Stated task 1:
Please set down the part of the post about a friend's hurtful remark word for word, starting at the words "WHAT? So that" and stopping after "will be done.".
Stated task 2:
Summarize the post about a friend's hurtful remark in two sentences.
Stated task 3:
Write what comes next in the post about a friend's hurtful remark, continuing from its final sentence.

Part two. The most awful thing a friend can say.

This incident is something that has hurt more than words can ever tell. Sure, I later received an apology and a plea to forgive and forget. Forget... I have not been able to. Forgive, well somewhat. :) And she knows it, I have admitted that getting over it will take both time and effort. This was said by a friend who at the time meant a lot to me. Nowadays she has dismissed me from her life for other reasons... but that would be another story altogether.

So, what is the worst thing one can say to a childless friend?

This person is a VOLUNTARILY childless woman herself. And she knew that we have been wanting children all the time we've been married. However, she always feels "left out" when her friends have children and they are not available to her to the extent they were before. So, she told me, blunt out, "I am praying that you will never have any children, so you will not leave me as well."

WHAT? So that I could be her friend, my husband and I need to have the greatest sorrow in our life I can imagine? She was not joking, she was serious! And what makes this all the worse, the word "pray" is not a casual word for her, used in exchange for hoping something, but she is a woman who is considered being a strong believer and a full-heartedly serving the Lord. So, she has been PRAYING against all our own prayers and hopes - to contradict everything we want and hope, so her will be done.

Dataset extract:
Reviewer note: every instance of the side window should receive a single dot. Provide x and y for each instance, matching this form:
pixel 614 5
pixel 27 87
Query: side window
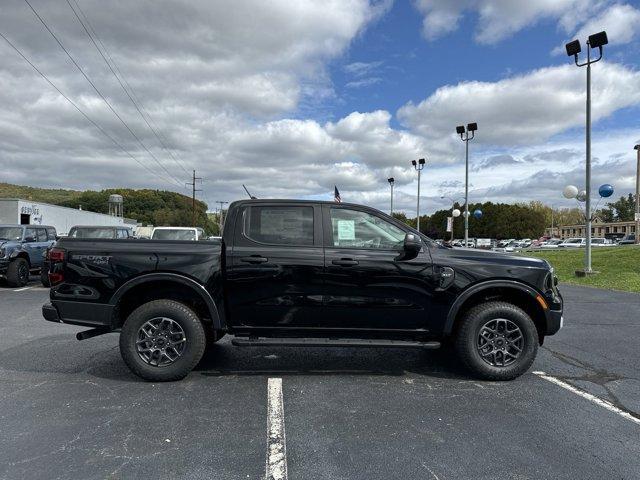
pixel 279 225
pixel 352 228
pixel 30 235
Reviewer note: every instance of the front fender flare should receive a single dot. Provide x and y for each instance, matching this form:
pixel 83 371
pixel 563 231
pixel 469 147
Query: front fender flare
pixel 479 287
pixel 172 277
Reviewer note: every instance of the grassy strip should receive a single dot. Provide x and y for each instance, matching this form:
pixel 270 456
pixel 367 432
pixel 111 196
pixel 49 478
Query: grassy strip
pixel 618 267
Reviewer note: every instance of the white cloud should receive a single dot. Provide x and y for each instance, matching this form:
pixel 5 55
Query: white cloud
pixel 526 108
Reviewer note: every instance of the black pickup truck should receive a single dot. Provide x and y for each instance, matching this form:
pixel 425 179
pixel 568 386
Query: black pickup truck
pixel 304 273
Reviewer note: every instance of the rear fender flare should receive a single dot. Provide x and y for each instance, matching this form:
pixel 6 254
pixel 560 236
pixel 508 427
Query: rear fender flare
pixel 172 277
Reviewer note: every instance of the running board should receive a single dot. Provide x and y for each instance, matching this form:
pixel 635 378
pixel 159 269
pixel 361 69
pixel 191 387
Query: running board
pixel 329 342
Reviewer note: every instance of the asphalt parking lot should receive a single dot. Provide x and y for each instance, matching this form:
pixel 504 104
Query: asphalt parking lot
pixel 72 409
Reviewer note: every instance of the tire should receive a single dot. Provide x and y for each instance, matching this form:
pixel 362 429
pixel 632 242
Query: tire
pixel 44 278
pixel 179 324
pixel 495 316
pixel 18 273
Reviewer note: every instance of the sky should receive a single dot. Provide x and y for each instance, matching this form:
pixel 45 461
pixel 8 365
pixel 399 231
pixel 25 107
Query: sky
pixel 292 98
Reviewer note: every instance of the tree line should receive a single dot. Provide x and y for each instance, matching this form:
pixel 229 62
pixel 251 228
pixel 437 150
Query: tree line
pixel 519 220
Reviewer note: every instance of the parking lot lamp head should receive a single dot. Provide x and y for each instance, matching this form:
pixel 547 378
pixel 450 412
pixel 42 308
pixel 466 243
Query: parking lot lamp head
pixel 598 40
pixel 573 48
pixel 570 191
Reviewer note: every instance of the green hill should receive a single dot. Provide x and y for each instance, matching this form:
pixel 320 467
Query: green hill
pixel 149 207
pixel 46 195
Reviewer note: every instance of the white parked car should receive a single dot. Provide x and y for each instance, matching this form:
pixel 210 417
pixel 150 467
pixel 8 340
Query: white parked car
pixel 573 243
pixel 484 243
pixel 554 243
pixel 178 233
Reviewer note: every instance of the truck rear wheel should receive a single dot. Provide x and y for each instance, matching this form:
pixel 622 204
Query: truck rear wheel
pixel 162 341
pixel 18 273
pixel 497 341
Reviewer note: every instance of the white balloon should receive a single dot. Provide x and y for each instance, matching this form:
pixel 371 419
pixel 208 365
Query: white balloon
pixel 570 191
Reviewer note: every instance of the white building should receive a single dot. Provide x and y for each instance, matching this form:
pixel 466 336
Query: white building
pixel 27 212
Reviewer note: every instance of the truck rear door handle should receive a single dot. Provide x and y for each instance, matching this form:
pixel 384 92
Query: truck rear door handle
pixel 254 259
pixel 345 262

Task response 1:
WHAT? So that I could be her friend, my husband and I need to have the greatest sorrow in our life I can imagine? She was not joking, she was serious! And what makes this all the worse, the word "pray" is not a casual word for her, used in exchange for hoping something, but she is a woman who is considered being a strong believer and a full-heartedly serving the Lord. So, she has been PRAYING against all our own prayers and hopes - to contradict everything we want and hope, so her will be done.

Task response 2:
A voluntarily childless friend, knowing the writer and spouse had long wanted children, told the writer she was praying they would never have any so the writer would not leave her as well. The writer later received an apology and has somewhat forgiven her but cannot forget, and finds it worse because she is a strong believer for whom "pray" is not a casual word.

Task response 3:
Sure, I know, such a prayer is not able to hinder God from doing His work. There have been many others who have prayed WITH us. But a friend saying such a thing... I have no words to express how deep of a wound that made in my heart. A few years passed and she told she had changed her prayer and she truly hoped we'd have children. I know she said what she did out of her own perspective. She felt left out, even life without children is her own choise. She feels her friendships do not "stay the same" when her friends have children, and she is unable to handle the situation - I guess it was her way to say how much she, back then, wanted us to stay friends. But there was no comfort for me in those words at that time; her (or anybody else's) friendship could never make up the loss I felt, if we could not have children.


I have been fairly lucky, maybe because I have also been relatively open about our situation, that not that many people have allowed this kind of frogs out of their mouth - at least not very often. Sadly, it is very common for childless couples to hear and face similar thoughts and words quite often.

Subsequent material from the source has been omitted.